**Text provided:**
___
Monday, July 7, 2008

Explaining Java's Graphics System | Java's Poor Documentation

One of the hurdles in teaching graphics early is that Java handles graphics in a way that's hard to explain. This results in the graphics code that's handed to the student being treated as a piece of "black magic" for some time. At least with Swing being a standard part of Java now (though the observant student will wonder about that javax.swing thing) it appears more functional.

Sun's explanation makes interesting reading. If you're into doing jigsaw puzzles, this will be right up your alley. I especially like this particular comment near the beginning:
Both the AWT (abstract windowing toolkit) and Swing provide such a [graphics] framework. But the APIs that implement it are not well understood by some developers -- a problem that has led to programs not performing as well as they could.

Since this basically translates as, "Bad programs are written by programmers who can't read our minds," it's not a very flattering comment for Sun's readers.

The paper itself struggles to make sense of it all by recounting the history of Java's graphics subsystem. The reader is left feeling like they walked in on the middle of a conversation since the paper ends up taking so much for granted on the reader's part. I'm sure this was to keep the paper down to a readable length, but it'd be nice to have something both brief and clear. An experienced programmer can sort it out, it's not a hopeless paper. But it's the sort of documentation that keeps the third party market for Java books thriving.
___
**Exercise goal:** Please set down the entire blog post above on Java's graphics system, word for word.

Entries from a point annotation set
___
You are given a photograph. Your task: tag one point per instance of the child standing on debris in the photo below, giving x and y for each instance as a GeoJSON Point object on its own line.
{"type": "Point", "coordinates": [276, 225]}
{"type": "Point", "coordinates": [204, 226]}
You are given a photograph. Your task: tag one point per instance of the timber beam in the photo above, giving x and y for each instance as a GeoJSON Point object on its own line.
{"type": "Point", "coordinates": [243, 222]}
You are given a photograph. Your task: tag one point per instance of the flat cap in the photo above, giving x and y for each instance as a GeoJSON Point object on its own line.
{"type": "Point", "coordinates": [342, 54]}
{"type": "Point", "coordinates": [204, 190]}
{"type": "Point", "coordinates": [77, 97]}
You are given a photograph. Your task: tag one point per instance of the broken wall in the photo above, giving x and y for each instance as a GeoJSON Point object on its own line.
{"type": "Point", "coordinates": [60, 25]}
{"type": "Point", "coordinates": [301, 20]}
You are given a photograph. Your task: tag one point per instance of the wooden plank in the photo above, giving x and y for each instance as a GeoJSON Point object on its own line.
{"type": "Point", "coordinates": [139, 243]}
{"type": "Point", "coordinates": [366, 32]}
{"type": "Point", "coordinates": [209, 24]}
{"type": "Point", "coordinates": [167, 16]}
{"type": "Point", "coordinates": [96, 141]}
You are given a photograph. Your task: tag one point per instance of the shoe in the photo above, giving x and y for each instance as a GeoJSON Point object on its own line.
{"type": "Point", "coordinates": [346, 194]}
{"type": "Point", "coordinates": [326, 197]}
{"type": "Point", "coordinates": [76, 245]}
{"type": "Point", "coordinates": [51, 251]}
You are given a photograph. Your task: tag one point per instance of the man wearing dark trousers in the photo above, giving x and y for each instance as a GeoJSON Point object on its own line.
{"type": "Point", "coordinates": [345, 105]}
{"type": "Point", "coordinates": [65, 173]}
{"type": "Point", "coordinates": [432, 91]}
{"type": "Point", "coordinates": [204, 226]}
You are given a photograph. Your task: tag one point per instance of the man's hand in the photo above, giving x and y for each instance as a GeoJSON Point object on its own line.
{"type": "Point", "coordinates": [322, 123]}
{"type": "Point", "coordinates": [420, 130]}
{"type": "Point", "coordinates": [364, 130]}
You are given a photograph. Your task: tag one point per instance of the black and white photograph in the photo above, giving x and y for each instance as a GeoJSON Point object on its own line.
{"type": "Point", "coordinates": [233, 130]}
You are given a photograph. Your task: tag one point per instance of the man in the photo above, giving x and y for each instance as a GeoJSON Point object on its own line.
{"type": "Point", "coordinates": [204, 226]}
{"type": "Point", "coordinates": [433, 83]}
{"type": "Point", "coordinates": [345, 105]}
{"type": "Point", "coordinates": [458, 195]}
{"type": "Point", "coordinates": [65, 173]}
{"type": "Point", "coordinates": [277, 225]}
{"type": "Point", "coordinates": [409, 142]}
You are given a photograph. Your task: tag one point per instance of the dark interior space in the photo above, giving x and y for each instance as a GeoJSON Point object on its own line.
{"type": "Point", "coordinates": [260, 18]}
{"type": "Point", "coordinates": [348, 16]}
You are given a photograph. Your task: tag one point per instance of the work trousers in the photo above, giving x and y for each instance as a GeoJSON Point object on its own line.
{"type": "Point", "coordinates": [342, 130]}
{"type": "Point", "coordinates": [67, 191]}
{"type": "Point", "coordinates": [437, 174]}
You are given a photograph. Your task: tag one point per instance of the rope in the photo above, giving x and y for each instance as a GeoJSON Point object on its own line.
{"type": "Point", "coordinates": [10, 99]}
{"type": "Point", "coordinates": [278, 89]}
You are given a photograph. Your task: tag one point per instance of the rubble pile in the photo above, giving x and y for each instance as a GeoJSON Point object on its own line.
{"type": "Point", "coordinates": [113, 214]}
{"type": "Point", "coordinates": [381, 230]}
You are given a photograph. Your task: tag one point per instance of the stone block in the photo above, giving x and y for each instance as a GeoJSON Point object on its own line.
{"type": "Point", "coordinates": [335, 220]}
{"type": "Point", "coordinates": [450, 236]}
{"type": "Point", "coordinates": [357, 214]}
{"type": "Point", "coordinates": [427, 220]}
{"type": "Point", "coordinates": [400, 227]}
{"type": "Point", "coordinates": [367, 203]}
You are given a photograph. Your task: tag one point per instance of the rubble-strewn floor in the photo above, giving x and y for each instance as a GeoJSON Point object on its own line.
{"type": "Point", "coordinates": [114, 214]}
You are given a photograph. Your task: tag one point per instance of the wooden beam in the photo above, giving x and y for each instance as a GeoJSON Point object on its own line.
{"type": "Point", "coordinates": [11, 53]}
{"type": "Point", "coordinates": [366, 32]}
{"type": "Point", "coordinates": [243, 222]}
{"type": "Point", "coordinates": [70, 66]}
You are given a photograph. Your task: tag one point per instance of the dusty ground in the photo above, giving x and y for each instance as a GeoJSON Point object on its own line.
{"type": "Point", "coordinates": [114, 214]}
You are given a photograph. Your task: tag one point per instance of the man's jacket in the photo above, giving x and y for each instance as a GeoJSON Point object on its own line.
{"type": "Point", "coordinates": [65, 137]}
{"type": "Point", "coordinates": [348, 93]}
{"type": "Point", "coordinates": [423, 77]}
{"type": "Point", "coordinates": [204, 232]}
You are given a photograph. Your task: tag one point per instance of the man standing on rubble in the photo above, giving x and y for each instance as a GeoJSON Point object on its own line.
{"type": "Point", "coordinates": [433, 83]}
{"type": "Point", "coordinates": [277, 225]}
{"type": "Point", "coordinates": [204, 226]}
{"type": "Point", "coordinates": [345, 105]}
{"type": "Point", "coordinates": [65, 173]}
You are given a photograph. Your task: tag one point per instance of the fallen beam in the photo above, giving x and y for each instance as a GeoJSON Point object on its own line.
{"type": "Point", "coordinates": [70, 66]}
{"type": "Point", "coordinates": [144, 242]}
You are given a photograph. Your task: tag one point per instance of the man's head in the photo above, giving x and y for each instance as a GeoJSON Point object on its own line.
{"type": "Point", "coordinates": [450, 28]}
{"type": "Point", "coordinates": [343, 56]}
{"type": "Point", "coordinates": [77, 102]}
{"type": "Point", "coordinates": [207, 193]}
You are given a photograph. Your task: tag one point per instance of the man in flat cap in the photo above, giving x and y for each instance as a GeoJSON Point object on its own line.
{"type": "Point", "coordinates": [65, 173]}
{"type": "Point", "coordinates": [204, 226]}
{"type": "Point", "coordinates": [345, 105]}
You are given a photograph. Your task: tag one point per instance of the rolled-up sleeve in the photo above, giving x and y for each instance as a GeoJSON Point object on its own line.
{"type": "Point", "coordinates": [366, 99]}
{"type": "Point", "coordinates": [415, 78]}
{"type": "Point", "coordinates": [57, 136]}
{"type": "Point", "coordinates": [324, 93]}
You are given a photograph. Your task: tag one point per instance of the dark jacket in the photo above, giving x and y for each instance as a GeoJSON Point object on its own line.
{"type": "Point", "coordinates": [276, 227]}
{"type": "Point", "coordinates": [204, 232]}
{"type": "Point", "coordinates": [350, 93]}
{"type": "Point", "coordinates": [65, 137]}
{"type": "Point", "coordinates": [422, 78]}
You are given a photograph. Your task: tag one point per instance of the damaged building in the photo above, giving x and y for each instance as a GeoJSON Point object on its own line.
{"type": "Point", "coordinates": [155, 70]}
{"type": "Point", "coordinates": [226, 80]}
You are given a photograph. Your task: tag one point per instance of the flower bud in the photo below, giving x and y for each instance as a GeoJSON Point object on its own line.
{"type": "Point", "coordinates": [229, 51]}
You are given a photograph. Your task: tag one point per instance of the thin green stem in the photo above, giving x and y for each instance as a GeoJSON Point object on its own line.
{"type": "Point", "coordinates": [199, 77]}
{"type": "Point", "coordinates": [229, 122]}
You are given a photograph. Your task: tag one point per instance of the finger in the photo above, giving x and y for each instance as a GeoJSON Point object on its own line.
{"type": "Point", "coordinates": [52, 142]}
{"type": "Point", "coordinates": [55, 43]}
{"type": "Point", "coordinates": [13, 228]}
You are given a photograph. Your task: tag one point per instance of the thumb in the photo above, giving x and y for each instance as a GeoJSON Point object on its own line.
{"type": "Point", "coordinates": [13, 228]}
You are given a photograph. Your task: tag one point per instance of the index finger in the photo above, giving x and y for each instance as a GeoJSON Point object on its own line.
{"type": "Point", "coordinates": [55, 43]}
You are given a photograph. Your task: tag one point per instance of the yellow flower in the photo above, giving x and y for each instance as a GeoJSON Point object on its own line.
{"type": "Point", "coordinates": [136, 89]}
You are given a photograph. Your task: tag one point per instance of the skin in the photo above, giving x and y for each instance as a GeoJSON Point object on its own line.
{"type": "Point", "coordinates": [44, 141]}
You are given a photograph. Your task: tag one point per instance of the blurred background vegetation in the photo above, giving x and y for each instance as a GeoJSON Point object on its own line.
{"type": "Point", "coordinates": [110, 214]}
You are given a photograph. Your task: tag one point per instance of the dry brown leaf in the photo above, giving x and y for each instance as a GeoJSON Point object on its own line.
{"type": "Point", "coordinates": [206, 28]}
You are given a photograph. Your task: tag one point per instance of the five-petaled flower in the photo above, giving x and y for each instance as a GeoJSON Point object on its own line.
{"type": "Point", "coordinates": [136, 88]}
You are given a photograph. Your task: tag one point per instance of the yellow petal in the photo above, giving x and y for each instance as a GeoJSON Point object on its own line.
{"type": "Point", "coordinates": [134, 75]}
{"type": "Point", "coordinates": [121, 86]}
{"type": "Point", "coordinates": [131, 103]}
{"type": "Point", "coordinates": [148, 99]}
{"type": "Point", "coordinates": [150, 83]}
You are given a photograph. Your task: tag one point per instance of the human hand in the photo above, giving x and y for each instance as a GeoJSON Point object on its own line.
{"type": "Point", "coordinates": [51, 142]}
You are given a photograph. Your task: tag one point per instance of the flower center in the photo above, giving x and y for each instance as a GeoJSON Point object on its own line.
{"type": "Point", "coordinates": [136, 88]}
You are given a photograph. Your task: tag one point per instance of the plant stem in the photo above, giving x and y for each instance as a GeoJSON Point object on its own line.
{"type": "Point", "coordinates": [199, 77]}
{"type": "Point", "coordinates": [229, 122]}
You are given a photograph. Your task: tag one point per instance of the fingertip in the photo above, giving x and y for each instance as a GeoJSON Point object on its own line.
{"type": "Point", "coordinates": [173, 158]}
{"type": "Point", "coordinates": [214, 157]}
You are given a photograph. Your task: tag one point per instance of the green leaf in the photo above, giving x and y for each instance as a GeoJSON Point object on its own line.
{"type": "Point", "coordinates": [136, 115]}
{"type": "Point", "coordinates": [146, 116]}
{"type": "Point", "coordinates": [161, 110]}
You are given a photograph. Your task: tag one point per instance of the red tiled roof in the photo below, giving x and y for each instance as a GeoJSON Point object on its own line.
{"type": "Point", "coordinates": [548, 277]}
___
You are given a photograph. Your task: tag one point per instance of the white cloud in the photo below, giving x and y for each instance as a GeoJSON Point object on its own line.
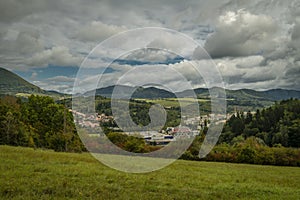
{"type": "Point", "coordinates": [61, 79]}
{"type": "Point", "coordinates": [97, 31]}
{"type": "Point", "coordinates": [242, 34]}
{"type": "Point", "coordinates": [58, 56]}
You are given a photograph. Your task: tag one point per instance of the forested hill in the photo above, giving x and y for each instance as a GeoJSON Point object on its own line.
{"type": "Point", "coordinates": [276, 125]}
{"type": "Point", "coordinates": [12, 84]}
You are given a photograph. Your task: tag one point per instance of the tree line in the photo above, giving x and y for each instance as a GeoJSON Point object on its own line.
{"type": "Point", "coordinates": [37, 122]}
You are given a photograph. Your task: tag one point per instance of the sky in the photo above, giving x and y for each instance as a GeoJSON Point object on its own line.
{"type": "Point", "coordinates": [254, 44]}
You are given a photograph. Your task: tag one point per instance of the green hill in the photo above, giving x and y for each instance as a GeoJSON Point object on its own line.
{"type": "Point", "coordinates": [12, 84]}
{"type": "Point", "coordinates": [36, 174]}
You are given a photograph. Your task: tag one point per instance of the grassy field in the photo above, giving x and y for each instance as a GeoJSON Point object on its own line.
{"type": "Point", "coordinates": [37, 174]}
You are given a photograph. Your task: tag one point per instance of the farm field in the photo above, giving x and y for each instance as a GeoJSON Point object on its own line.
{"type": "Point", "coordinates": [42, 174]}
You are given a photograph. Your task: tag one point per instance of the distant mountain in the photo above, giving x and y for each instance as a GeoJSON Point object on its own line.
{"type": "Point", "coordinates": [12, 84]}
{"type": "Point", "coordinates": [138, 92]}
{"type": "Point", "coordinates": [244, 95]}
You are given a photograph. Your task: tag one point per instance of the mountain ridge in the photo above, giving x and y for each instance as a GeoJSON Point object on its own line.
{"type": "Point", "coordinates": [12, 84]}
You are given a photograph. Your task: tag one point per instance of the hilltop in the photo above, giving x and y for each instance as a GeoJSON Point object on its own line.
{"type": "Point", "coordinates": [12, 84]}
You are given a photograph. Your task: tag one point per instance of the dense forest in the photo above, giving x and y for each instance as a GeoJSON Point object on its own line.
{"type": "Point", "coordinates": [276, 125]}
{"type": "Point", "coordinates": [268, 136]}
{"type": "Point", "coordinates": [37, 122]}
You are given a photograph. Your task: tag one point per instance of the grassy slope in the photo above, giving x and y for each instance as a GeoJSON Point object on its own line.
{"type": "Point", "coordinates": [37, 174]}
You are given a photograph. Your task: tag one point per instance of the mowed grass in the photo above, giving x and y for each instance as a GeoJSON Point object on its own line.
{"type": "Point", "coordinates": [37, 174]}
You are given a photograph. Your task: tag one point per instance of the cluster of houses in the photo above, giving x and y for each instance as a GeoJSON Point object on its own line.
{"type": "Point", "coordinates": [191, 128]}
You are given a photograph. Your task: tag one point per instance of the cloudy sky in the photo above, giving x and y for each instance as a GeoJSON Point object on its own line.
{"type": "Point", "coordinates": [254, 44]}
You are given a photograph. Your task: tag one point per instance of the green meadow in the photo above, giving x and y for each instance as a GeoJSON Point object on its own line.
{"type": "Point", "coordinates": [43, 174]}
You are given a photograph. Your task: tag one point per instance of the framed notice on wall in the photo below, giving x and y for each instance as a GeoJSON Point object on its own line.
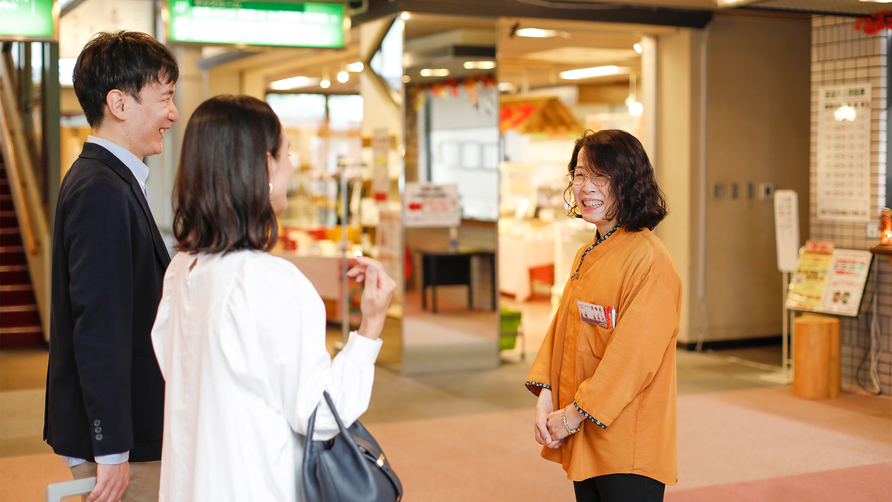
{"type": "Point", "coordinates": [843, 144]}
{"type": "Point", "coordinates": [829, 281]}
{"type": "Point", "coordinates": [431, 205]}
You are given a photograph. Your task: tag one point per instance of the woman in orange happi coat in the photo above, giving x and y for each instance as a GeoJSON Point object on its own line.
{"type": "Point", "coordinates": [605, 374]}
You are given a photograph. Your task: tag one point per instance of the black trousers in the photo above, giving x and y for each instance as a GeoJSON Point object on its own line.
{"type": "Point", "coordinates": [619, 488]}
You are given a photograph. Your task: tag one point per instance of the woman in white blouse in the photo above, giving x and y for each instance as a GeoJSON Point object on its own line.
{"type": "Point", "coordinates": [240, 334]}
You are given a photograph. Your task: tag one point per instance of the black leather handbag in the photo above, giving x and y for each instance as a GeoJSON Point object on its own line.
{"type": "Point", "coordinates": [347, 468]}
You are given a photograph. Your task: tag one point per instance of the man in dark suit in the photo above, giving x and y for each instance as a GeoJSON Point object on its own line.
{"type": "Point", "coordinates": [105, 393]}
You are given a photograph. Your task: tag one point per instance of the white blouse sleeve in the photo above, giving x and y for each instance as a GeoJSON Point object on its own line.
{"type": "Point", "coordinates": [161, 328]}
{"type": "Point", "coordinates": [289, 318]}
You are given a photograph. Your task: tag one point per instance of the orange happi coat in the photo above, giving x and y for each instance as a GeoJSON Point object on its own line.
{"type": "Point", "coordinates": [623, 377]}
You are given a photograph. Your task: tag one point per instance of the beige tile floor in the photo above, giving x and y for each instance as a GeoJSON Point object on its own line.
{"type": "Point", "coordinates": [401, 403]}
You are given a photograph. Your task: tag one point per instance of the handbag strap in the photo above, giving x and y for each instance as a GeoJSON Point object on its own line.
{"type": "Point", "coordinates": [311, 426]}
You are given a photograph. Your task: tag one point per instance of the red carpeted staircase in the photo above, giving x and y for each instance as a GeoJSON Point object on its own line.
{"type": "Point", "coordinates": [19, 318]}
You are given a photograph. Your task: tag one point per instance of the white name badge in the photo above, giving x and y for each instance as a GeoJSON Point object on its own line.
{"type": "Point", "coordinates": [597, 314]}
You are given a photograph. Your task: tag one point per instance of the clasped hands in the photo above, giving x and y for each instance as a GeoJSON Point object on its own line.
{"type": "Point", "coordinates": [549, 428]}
___
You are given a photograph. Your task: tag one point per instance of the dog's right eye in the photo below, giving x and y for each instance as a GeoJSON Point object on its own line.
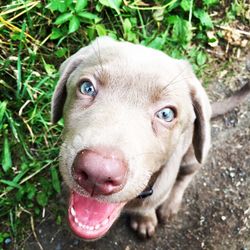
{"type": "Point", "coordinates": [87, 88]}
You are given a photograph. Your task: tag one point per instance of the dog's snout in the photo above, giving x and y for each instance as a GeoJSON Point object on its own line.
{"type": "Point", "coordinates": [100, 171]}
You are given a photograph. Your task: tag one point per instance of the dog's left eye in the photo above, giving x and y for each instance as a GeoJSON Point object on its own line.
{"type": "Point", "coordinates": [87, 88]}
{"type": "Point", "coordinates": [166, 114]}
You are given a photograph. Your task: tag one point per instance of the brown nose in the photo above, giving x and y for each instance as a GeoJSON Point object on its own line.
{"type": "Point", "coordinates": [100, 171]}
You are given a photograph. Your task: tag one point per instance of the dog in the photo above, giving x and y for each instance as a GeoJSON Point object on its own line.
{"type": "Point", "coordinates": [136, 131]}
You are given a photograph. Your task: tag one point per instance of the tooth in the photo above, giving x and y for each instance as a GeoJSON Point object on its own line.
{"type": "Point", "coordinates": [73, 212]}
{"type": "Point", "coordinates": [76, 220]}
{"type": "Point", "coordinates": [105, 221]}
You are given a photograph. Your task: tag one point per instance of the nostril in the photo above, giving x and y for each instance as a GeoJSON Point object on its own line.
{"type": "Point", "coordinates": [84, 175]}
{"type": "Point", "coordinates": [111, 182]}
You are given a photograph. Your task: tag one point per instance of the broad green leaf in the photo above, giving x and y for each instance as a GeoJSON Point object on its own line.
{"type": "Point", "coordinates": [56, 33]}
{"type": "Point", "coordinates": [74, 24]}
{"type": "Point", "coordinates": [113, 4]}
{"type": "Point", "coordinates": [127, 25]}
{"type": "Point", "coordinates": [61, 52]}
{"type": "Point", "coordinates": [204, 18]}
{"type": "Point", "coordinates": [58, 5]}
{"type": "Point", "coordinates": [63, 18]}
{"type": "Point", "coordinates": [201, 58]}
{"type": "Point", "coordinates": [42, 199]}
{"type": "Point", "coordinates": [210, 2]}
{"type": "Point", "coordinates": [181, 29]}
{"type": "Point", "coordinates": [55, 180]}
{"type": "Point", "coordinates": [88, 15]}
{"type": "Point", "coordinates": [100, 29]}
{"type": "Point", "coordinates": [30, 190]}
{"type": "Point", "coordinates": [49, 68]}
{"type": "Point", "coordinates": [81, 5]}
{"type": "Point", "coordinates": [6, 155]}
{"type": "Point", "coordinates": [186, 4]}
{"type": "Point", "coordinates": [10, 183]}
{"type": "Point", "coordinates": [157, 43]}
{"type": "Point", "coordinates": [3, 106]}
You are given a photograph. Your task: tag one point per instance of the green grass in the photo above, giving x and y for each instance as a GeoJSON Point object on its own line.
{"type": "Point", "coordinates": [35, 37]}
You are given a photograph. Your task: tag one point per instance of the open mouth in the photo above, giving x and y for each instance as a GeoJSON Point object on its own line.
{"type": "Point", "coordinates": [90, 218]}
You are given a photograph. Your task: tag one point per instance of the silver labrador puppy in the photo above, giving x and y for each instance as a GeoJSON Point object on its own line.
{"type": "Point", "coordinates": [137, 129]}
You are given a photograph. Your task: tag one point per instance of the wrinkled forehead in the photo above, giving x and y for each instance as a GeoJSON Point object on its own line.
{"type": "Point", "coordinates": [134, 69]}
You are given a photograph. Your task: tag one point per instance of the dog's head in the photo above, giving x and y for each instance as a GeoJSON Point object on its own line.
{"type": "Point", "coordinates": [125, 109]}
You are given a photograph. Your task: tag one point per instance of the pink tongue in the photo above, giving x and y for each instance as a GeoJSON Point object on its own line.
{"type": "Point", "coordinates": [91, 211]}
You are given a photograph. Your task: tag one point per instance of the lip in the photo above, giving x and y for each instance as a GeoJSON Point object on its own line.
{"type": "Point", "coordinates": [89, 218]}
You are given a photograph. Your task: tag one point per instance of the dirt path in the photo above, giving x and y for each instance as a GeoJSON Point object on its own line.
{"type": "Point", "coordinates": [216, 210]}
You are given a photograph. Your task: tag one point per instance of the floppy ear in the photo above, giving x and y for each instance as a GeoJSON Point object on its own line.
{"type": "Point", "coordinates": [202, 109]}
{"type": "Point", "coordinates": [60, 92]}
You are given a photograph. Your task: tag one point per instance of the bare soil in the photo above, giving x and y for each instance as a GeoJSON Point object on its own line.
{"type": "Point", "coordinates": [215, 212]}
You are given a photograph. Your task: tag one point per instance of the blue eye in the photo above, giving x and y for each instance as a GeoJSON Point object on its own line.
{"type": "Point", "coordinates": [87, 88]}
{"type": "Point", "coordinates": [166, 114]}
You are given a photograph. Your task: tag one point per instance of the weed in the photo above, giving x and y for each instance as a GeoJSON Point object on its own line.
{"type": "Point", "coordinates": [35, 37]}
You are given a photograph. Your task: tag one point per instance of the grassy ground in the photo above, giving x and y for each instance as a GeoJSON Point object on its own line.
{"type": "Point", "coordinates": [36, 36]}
___
**Reply:**
Monday, July 7, 2008

Explaining Java's Graphics System | Java's Poor Documentation

One of the hurdles in teaching graphics early is that Java handles graphics in a way that's hard to explain. This results in the graphics code that's handed to the student being treated as a piece of "black magic" for some time. At least with Swing being a standard part of Java now (though the observant student will wonder about that javax.swing thing) it appears more functional.

Sun's explanation makes interesting reading. If you're into doing jigsaw puzzles, this will be right up your alley. I especially like this particular comment near the beginning:
Both the AWT (abstract windowing toolkit) and Swing provide such a [graphics] framework. But the APIs that implement it are not well understood by some developers -- a problem that has led to programs not performing as well as they could.

Since this basically translates as, "Bad programs are written by programmers who can't read our minds," it's not a very flattering comment for Sun's readers.

The paper itself struggles to make sense of it all by recounting the history of Java's graphics subsystem. The reader is left feeling like they walked in on the middle of a conversation since the paper ends up taking so much for granted on the reader's part. I'm sure this was to keep the paper down to a readable length, but it'd be nice to have something both brief and clear. An experienced programmer can sort it out, it's not a hopeless paper. But it's the sort of documentation that keeps the third party market for Java books thriving.